§ DATA TO PROCESS:

- - - - - - -

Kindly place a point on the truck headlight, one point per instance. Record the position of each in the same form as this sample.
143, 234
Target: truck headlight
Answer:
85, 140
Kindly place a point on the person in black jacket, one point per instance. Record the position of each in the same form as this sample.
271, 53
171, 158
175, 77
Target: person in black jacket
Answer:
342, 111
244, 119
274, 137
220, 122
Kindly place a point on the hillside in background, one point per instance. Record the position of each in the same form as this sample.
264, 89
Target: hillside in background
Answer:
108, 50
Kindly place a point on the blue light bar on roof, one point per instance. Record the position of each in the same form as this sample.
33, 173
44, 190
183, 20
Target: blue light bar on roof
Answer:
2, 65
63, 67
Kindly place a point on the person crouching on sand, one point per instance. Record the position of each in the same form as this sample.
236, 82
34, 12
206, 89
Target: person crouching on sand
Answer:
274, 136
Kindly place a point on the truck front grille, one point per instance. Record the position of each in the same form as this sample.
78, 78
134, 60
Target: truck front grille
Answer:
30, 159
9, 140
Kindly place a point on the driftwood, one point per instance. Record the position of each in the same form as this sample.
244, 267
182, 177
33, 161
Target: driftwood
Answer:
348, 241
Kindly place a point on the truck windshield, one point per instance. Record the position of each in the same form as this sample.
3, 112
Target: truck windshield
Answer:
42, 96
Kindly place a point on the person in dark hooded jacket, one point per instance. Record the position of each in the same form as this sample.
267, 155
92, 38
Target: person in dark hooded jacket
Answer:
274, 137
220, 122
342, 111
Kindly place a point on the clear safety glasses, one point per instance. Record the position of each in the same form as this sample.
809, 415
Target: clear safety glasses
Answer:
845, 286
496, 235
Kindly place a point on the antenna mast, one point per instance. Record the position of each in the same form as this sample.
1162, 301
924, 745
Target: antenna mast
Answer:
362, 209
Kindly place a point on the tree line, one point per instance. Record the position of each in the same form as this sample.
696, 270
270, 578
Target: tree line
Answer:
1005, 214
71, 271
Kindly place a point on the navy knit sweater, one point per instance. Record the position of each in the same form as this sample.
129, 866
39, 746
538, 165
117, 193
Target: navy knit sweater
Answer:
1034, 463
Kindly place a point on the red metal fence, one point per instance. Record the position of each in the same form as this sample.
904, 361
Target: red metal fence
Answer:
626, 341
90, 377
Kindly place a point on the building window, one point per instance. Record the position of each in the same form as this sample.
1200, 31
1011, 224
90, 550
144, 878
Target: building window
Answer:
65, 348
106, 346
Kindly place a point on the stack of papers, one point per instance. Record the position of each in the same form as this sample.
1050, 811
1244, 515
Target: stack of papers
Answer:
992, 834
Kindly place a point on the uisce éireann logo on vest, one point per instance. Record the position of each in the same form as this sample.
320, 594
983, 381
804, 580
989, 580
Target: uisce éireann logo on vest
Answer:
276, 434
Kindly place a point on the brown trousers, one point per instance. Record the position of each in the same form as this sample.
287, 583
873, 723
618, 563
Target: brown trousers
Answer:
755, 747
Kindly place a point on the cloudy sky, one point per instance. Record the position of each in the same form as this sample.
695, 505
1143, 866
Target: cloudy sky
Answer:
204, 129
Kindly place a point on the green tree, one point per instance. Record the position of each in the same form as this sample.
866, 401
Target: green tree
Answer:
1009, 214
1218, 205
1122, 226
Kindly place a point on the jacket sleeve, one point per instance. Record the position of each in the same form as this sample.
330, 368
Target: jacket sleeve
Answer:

- - - - - - -

§ CHALLENGE:
Transcribe everything from the line containing "Kindly place a point on the building" down to the final line, word for word.

§ FINAL ANSWER:
Kindly place a point on the building window, one point per instance. Record the position of each in the same form as this sample.
1200, 31
1011, 224
90, 550
144, 878
Target: building window
Answer:
65, 348
106, 346
Kindly place a point on the stack of papers, one point per instance. Record the position of each in the same form as this sample.
1050, 811
1244, 515
Target: stack of papers
Answer:
992, 834
Kindly place a point on the uisce éireann logo on vest, one point per instance. Record the position of each in the same form as this sample.
320, 594
983, 381
804, 580
989, 580
Target: uisce éireann logo on vest
Answer:
276, 434
Kindly place a point on the brown trousers, one point per instance. Record the position of each in the same form as this sample.
287, 583
873, 723
618, 563
Target: brown trousers
Answer:
755, 747
Kindly place a point on the cloudy sky, one point per instance. Record the position of each in the same form as this sample.
695, 505
1143, 866
Target: cloudy sky
Answer:
204, 129
Kindly place a point on the green tree, one point per instance. Record the position of each in the same form as this sample.
866, 401
Target: green tree
Answer:
1009, 214
1218, 205
1122, 226
Kindly place a point on the jacket sleeve, one point per instance. Record the position of each in the same form as this sample.
330, 368
Target: jacket sleeve
Answer:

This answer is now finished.